_DATA PROVIDED_
━━━━━━━━━━

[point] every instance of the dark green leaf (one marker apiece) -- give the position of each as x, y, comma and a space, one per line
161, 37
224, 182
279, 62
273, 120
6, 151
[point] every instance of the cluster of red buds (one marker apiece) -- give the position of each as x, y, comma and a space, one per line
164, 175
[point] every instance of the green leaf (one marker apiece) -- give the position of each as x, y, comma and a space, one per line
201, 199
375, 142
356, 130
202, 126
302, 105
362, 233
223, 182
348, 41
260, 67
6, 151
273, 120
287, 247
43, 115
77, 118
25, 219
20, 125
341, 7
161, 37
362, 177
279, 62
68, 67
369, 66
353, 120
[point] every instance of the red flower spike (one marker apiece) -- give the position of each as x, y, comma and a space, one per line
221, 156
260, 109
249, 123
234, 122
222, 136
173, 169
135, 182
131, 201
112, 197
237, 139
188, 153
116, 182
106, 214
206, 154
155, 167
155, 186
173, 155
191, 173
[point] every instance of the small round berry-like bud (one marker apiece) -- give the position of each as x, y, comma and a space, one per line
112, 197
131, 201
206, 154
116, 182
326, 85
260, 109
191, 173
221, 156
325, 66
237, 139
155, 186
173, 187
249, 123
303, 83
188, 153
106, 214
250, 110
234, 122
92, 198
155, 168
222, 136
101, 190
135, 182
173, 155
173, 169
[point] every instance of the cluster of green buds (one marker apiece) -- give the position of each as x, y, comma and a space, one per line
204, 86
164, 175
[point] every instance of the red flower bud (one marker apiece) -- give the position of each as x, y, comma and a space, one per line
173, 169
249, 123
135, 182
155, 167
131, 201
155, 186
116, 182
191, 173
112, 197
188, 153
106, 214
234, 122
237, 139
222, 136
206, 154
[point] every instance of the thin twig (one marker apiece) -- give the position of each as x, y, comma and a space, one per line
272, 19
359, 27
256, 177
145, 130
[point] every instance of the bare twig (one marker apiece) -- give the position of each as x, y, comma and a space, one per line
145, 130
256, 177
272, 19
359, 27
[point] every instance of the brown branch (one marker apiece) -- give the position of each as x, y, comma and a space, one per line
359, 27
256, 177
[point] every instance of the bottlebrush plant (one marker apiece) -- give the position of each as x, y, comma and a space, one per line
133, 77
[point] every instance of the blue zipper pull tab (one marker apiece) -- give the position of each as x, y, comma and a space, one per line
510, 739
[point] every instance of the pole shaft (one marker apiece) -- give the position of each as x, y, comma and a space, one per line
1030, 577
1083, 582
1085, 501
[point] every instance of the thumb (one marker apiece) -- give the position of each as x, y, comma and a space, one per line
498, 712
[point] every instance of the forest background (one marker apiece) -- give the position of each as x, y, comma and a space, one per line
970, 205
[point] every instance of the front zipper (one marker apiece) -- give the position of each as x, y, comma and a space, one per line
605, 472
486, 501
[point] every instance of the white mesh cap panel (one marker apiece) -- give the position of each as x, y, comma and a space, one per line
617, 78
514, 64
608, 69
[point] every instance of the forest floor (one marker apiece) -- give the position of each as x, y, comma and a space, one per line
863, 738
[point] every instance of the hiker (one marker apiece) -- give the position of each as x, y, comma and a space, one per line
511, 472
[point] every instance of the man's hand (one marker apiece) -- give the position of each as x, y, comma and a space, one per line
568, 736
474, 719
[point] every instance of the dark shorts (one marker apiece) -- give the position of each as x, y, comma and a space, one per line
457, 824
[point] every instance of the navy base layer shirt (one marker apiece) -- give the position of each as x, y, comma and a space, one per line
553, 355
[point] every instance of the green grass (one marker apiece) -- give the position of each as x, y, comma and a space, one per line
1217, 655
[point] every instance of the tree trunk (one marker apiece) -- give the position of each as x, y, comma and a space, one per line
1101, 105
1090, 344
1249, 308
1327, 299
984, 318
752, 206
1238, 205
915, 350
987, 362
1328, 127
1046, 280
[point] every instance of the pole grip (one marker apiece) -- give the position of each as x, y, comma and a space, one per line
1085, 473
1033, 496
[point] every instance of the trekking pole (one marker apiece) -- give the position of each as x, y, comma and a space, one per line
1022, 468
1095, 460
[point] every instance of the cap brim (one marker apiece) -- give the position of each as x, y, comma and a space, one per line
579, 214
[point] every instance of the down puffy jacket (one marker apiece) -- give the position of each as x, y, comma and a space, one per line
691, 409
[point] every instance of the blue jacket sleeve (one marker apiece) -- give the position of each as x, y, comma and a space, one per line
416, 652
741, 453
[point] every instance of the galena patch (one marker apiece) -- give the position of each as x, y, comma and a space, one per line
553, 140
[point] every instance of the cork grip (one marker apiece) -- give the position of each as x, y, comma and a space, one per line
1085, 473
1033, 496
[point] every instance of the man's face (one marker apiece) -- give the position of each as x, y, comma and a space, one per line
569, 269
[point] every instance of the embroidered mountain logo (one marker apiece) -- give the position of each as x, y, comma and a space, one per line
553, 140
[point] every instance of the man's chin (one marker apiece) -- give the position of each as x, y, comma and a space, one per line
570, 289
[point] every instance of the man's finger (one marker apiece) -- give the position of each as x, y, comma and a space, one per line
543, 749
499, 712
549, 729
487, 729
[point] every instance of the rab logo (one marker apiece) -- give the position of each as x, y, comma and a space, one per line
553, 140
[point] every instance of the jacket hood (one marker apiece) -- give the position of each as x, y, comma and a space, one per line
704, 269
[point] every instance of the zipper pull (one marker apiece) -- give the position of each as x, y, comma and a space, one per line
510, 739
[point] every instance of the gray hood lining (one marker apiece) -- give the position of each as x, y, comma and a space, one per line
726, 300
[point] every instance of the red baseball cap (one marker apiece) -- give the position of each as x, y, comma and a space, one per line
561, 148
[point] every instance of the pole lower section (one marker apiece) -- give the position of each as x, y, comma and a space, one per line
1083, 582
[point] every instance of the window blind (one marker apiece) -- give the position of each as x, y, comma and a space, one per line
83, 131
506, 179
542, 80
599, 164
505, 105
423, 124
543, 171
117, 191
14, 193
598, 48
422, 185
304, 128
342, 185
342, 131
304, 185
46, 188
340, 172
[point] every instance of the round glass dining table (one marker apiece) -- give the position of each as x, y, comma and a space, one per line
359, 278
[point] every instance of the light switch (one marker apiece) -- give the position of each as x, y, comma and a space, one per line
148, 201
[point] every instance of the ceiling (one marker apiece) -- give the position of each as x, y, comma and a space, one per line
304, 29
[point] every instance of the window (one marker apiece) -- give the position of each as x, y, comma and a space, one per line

━━━━━━━━━━

Repeat word for word the lines running from the line containing "[point] every instance of the red baseball" to the end of the entries above, inclusive.

_ANSWER TO THE EXERCISE_
[point] every instance of the red baseball cap (one marker apiece) -- give the position of each as x, y, comma and a space, one per line
561, 148
[point] every instance of the pole lower section (one marker apiece) -- give the position of each as x, y, comma and a space, one per line
1083, 582
[point] every instance of the window blind (one marker apiece) -- give the position of each as x, y, comma and a space, one per line
83, 131
506, 179
542, 80
599, 164
505, 105
423, 124
543, 171
117, 191
14, 193
598, 48
422, 185
304, 128
342, 185
342, 131
304, 185
46, 188
340, 172
[point] every instance of the round glass dining table (one marker apiece) -- give the position of each as x, y, comma and a space, one per line
359, 278
[point] every instance of the light switch (one marker apiece) -- give the position of each as x, y, comma and a space, one per line
148, 201
[point] every instance of the ceiling (one marker apiece) -- give the position of each as x, y, comma and a space, one per line
304, 29
[point] every instance of the window (one marker apiece) -- give the position of each as x, y, comma and a space, one per line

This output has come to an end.